What is needed:
The answer must restate every record word for word.

[Records drawn from a dataset]
——

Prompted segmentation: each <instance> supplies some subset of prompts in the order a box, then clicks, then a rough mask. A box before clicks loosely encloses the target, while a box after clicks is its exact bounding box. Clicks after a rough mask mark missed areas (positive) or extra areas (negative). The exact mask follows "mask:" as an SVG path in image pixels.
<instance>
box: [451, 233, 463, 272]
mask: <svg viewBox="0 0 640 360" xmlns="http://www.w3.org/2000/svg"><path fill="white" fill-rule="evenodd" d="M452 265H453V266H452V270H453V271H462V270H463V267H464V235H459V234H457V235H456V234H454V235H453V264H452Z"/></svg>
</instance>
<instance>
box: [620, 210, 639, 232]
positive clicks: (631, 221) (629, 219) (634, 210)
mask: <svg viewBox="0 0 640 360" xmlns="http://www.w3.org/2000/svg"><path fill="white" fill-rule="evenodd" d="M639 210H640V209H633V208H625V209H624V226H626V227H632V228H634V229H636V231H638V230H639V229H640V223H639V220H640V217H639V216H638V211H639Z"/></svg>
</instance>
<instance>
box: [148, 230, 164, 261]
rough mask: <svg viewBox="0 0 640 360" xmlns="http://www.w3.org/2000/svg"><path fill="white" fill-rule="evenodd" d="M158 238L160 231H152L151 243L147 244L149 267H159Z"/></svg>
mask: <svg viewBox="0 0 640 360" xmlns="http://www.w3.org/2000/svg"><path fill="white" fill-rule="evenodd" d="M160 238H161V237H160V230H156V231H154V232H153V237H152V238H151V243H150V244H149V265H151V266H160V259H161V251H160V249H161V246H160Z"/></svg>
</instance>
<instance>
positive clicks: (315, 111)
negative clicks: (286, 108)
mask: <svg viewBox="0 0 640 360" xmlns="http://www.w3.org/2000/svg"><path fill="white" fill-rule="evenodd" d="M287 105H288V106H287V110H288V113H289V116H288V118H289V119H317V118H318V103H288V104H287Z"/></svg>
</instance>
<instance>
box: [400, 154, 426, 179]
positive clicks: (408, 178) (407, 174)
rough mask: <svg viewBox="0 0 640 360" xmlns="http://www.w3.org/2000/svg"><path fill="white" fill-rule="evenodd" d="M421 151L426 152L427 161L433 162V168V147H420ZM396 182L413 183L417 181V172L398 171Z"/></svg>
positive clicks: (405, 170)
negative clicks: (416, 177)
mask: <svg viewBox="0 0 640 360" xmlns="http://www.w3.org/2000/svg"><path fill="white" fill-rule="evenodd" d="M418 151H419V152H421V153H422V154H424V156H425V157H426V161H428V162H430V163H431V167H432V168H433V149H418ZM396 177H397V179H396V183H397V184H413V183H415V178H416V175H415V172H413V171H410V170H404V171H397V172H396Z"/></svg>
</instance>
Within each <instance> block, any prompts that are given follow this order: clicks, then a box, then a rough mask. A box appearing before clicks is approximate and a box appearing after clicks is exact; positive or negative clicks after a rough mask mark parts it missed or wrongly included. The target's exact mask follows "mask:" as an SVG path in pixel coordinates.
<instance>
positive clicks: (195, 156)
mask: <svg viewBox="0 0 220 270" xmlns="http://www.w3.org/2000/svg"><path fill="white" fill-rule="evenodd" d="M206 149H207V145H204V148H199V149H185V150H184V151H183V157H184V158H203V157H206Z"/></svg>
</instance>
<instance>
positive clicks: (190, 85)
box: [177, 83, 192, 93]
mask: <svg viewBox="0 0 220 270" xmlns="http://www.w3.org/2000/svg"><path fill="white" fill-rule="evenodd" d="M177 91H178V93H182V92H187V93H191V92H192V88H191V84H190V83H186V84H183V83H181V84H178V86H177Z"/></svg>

——

Result of this exercise:
Prompted segmentation: each <instance> supplies some subset of prompts in the order a box, then clicks, then a rough mask. A box before clicks loosely encloses the target, while a box after clicks is its exact bounding box. Clicks after a rough mask mark missed areas (positive) or extra areas (negative). The exact mask follows "mask:" as an SVG path in image pixels.
<instance>
box: [451, 233, 463, 272]
mask: <svg viewBox="0 0 640 360" xmlns="http://www.w3.org/2000/svg"><path fill="white" fill-rule="evenodd" d="M452 265H453V266H452V270H453V271H462V270H463V267H464V235H459V234H457V235H456V234H454V235H453V264H452Z"/></svg>
</instance>
<instance>
box: [620, 210, 639, 232]
positive clicks: (631, 221) (629, 219) (634, 210)
mask: <svg viewBox="0 0 640 360" xmlns="http://www.w3.org/2000/svg"><path fill="white" fill-rule="evenodd" d="M639 210H640V209H633V208H625V209H624V226H626V227H632V228H634V229H636V231H638V230H639V229H640V223H639V220H640V217H639V216H638V211H639Z"/></svg>
</instance>
<instance>
box: [148, 230, 164, 261]
rough mask: <svg viewBox="0 0 640 360" xmlns="http://www.w3.org/2000/svg"><path fill="white" fill-rule="evenodd" d="M158 238L160 231H152L151 243L147 244L149 267H159Z"/></svg>
mask: <svg viewBox="0 0 640 360" xmlns="http://www.w3.org/2000/svg"><path fill="white" fill-rule="evenodd" d="M160 238H161V237H160V230H156V231H154V232H153V237H152V238H151V243H150V244H149V265H151V266H160V259H161V251H160V249H161V246H160Z"/></svg>
</instance>
<instance>
positive clicks: (315, 111)
negative clicks: (286, 108)
mask: <svg viewBox="0 0 640 360" xmlns="http://www.w3.org/2000/svg"><path fill="white" fill-rule="evenodd" d="M287 105H288V106H287V110H288V113H289V116H288V118H289V119H317V118H318V103H288V104H287Z"/></svg>
</instance>
<instance>
box: [400, 154, 426, 179]
positive clicks: (408, 178) (407, 174)
rough mask: <svg viewBox="0 0 640 360" xmlns="http://www.w3.org/2000/svg"><path fill="white" fill-rule="evenodd" d="M421 151L426 152L427 161L433 162V168V147H420ZM396 182L413 183L417 181V172L398 171Z"/></svg>
positive clicks: (405, 170)
negative clicks: (416, 177)
mask: <svg viewBox="0 0 640 360" xmlns="http://www.w3.org/2000/svg"><path fill="white" fill-rule="evenodd" d="M418 151H419V152H421V153H422V154H424V156H425V157H426V161H428V162H430V163H431V167H432V168H433V149H418ZM396 177H397V179H396V183H397V184H413V183H415V178H416V175H415V172H413V171H410V170H404V171H397V172H396Z"/></svg>
</instance>
Within each <instance> block, any prompts that are given follow this order: clicks, then a box, then a rough mask. A box appearing before clicks is approximate and a box appearing after clicks is exact; positive or negative clicks after a rough mask mark parts it missed or wrongly included. The target's exact mask follows "mask:" as an SVG path in pixel coordinates.
<instance>
positive clicks: (195, 156)
mask: <svg viewBox="0 0 220 270" xmlns="http://www.w3.org/2000/svg"><path fill="white" fill-rule="evenodd" d="M206 149H207V145H204V148H199V149H185V150H184V151H183V157H184V158H203V157H206Z"/></svg>
</instance>
<instance>
positive clicks: (190, 85)
box: [177, 83, 192, 93]
mask: <svg viewBox="0 0 220 270" xmlns="http://www.w3.org/2000/svg"><path fill="white" fill-rule="evenodd" d="M177 91H178V93H182V92H187V93H191V92H192V88H191V84H190V83H186V84H183V83H181V84H178V86H177Z"/></svg>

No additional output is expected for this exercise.